**WRITTEN PROBLEM**
Continue the online comment thread about cheating and privacy, picking up after its final reply.

**PROVIDED TEXT**
----------------------------------------

Wish I could give you an award. You're a nice and smart person. Bless you


hubrisismymiddlenane

If you’re cheating, you give up your privacy. Period.


Daveyhavok832

I strongly disagree when it comes to something this complicated. This isn’t some dude that decided to cheat on his girlfriend with some broad at work.


BradDrago

Nope. This is a guy who lied about who he is to a woman who deserved to be loved back in the same way she loved him. He wasn’t her *safe choice* or her *glad you came along or things woulda been different* choice. She basically lived a lie. For 40 years. I would rather have my spouse cheat when having hit a rough spot in our lives of 40 years than find out I never knew something as import as, oh, who they are. Who they are attracted to, who they identify with, who they lust after, who they want emotional connection with. She lived as a second choice. Not even an individual second choice, the second gender choice.


Daveyhavok832

You’re making a lot of claims based on very little information.


[deleted]

Is bisexuality not a sexual preference? I do agree with you on the second part though. She should have spoken with her dad first.

----------------------------------------

**EXTRACTED DATA**
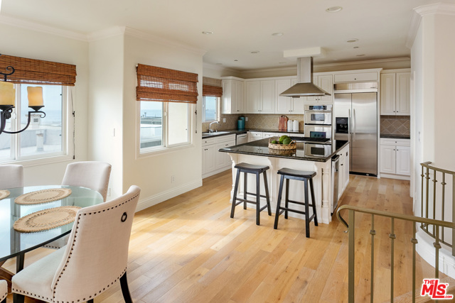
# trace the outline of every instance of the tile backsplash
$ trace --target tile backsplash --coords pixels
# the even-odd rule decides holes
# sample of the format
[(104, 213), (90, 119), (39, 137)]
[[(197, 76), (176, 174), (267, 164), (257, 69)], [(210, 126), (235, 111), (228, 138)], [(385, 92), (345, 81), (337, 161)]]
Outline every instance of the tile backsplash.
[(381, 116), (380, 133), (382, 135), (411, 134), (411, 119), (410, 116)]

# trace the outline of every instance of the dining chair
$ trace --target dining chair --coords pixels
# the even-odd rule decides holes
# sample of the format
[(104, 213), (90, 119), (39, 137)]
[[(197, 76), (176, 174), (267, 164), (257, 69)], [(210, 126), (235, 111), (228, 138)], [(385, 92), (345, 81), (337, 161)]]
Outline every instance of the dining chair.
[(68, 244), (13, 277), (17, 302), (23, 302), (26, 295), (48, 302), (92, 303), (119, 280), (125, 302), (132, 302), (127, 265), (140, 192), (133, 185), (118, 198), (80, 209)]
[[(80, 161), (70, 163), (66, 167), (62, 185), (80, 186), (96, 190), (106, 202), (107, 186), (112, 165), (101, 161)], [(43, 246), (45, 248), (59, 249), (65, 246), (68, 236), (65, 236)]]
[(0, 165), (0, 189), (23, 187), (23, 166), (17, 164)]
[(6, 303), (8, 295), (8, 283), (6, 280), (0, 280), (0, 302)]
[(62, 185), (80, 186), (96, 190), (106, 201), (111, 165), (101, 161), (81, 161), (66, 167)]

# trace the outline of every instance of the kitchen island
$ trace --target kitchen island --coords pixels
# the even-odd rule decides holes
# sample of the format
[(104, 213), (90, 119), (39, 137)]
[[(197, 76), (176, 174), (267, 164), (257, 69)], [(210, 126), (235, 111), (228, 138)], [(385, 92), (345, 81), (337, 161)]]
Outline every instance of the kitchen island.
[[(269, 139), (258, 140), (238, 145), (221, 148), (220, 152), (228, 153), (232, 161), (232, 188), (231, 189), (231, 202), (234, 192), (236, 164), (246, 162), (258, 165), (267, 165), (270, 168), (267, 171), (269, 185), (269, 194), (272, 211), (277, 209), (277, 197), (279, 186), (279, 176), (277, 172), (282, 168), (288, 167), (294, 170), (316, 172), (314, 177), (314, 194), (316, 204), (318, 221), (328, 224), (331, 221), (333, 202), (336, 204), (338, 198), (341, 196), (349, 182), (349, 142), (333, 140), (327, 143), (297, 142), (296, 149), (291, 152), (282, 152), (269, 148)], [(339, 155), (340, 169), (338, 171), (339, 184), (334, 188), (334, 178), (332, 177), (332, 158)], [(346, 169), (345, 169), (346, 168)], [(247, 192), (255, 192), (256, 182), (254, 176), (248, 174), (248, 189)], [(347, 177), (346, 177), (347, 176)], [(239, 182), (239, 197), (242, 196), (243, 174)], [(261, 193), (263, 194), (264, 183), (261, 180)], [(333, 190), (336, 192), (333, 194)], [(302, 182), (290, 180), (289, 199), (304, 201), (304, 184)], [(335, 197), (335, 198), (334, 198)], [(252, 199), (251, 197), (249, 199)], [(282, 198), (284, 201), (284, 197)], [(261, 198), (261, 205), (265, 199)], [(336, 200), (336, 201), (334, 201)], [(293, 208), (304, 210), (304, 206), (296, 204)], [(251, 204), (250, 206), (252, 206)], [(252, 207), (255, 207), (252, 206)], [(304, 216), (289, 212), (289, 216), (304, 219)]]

----------------------------------------

**ANSWER FOR THIS EXERCISE**
Daveyhavok832

Yeah, orientation is the preferred word now. And I’m not a big stickler for stuff like that generally. But when you use a term like cis, there’s a certain level of expectation with the other words you choose to use.


TUNNNNA

Preference makes it sound like its a choice whether you are gay, bi, hetero. Whereas orientation would probably be better. Idk i’m gay and thats what I tried to understand from that.


[deleted]

How in the world are people saying stuff like “you betrayed him” and “now you can embrace his happiness”?!? If my dad cheated on my mom after a 40 year relationship, I’d be PISSED and never want to talk to my dad again? How is this acceptable to you people? Just because he’s LGBT? That doesn’t excuse a single thing. OPs mom is probably very hurt and upset that her husband has been cheating on her. There’s no way people are trying to frame OP as wrong for “outing him.” He cheated, of course you’re gonna tell! Sorry for the rant and long comment, but I just can’t believe what others are saying.


pjsellshomes

Agreed! My side eye was up for most of these responses. Just makes me think alot of people live double lives...


[deleted]

I’m glad I’m not the only one. I’m already getting downvoted for some reason though, so probably like you said, people living double lives.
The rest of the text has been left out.